##### PROVIDED INFORMATION #####

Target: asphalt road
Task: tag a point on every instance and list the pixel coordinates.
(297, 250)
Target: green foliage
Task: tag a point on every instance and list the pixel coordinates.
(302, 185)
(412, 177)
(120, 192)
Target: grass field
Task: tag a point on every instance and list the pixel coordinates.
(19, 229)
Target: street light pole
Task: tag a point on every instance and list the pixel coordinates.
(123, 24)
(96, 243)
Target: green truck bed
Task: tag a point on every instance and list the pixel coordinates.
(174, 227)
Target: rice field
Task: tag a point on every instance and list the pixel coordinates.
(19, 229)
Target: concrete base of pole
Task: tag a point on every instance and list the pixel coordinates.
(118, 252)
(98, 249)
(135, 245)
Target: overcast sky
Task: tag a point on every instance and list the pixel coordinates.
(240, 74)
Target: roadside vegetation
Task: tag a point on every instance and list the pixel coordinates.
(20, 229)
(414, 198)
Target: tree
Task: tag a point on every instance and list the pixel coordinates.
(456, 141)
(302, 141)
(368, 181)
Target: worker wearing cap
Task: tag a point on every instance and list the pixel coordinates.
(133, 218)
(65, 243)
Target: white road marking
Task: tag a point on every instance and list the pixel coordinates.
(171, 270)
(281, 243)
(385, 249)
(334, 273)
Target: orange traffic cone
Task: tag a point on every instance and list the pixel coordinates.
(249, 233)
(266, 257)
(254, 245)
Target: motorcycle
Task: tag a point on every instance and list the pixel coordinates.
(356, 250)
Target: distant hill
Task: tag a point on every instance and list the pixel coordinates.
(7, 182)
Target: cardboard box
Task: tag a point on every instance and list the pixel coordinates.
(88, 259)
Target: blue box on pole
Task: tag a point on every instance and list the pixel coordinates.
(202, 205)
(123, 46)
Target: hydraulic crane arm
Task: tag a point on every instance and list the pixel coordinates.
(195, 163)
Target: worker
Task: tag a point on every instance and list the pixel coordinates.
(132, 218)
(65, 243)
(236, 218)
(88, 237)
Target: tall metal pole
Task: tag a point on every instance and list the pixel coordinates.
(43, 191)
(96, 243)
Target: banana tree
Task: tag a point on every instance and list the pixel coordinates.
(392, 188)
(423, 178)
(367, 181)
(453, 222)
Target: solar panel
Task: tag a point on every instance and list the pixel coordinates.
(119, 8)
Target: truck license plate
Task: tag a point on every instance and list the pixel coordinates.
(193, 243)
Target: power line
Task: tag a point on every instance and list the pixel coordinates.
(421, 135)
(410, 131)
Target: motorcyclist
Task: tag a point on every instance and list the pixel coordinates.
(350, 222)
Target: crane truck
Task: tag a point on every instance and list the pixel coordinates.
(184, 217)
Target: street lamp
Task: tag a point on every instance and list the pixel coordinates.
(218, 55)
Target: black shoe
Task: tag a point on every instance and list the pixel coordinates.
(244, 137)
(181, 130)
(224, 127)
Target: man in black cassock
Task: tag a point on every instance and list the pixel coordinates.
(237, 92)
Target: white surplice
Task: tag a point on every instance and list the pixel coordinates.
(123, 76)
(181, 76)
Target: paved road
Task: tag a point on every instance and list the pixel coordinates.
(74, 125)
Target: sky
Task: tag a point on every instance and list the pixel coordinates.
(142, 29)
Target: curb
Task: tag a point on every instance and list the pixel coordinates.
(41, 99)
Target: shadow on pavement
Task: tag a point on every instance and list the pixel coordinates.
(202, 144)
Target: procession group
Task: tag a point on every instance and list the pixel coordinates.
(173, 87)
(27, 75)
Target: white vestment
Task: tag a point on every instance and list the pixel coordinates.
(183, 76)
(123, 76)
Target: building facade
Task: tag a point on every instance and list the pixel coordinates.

#####

### PROBLEM TO SOLVE
Copy out the full material exactly as it appears.

### EXERCISE OUTPUT
Target: asphalt road
Task: tag a point on every instance and list the pixel coordinates.
(297, 250)
Target: green foliage
Task: tag a point on every instance and list the pixel coordinates.
(302, 185)
(412, 177)
(120, 192)
Target: grass field
Task: tag a point on every instance and list the pixel coordinates.
(19, 229)
Target: street light pole
Task: tag a point on every instance and list the pixel coordinates.
(123, 24)
(96, 243)
Target: green truck bed
Task: tag a point on every instance and list the pixel coordinates.
(174, 227)
Target: rice field
Task: tag a point on every instance and list the pixel coordinates.
(19, 229)
Target: concrete base of pole
Task: tag a point on every instance and list the pixel coordinates.
(118, 252)
(98, 249)
(135, 245)
Target: overcast sky
Task: tag a point on every instance and list the pixel coordinates.
(240, 74)
Target: roadside vegetation
Task: tag a point on every instance and list the pixel coordinates.
(20, 229)
(414, 198)
Target: tree
Task: tag a point on every instance and list the pixel coordinates.
(456, 141)
(302, 141)
(368, 181)
Target: worker wearing cap
Task: tag a point on every instance and list the pixel coordinates.
(133, 218)
(65, 243)
Target: white road marking
Task: tag a point on every instance and list the pixel coordinates.
(171, 270)
(281, 243)
(385, 249)
(334, 273)
Target: orange traffic cone
Task: tag a point on every instance and list the pixel coordinates.
(249, 233)
(266, 257)
(254, 245)
Target: motorcycle
Task: tag a point on every instance and list the pixel coordinates.
(356, 250)
Target: distant hill
Task: tag a point on every instance and list the pixel coordinates.
(7, 182)
Target: cardboard box
Task: tag a point on every instance and list the pixel coordinates.
(88, 259)
Target: blue box on pole
Task: tag a point on every instance and list the pixel coordinates.
(202, 205)
(123, 46)
Target: hydraulic crane arm
Task: tag a point on every instance and list the pixel coordinates.
(195, 163)
Target: worker
Task: tag a point on every instance and list the pixel coordinates.
(132, 218)
(65, 243)
(236, 218)
(88, 237)
Target: tall metal pole
Task: tag a point on every instance and list the pixel coordinates.
(43, 191)
(96, 243)
Target: banana tree
Task: tag a point on every instance and list the pixel coordinates.
(392, 188)
(423, 178)
(367, 181)
(453, 222)
Target: solar panel
Task: tag a point on every instance and list the pixel coordinates.
(119, 8)
Target: truck license plate
Task: tag a point on every instance and list the pixel coordinates.
(193, 243)
Target: power line
Task: tag a point on every instance and list the pixel coordinates.
(421, 135)
(410, 131)
Target: motorcyclist
Task: tag a point on every instance and list the pixel coordinates.
(350, 222)
Target: crane truck
Task: tag a point on every instance and list the pixel coordinates.
(184, 217)
Target: street lamp
Task: tag a point on every instance and list the pixel coordinates.
(218, 55)
Target: black shoe
Task: tag a point on every instance and list the pixel coordinates.
(244, 137)
(181, 130)
(224, 127)
Target: man in black cassock
Task: tag a point on every instance and list the pixel coordinates.
(237, 92)
Target: white surplice
Task: tag a point on every instance and list the pixel coordinates.
(123, 76)
(181, 76)
Target: paved road
Task: tag a point on every instance and list the pixel coordinates.
(74, 125)
Target: sky
Task: tag a point on every instance and list the pixel coordinates.
(142, 29)
Target: curb
Task: tag a point on every instance and list the pixel coordinates.
(41, 99)
Target: shadow on pavement
Task: tag a point on every instance and list the pixel coordinates.
(202, 144)
Target: procession group
Task: tag a point on every instance and list the pixel coordinates.
(173, 87)
(27, 75)
Target: white vestment
Task: tag a point on every instance and list the pixel coordinates.
(183, 76)
(123, 76)
Target: building facade
Task: tag a point on every instance and list the pixel coordinates.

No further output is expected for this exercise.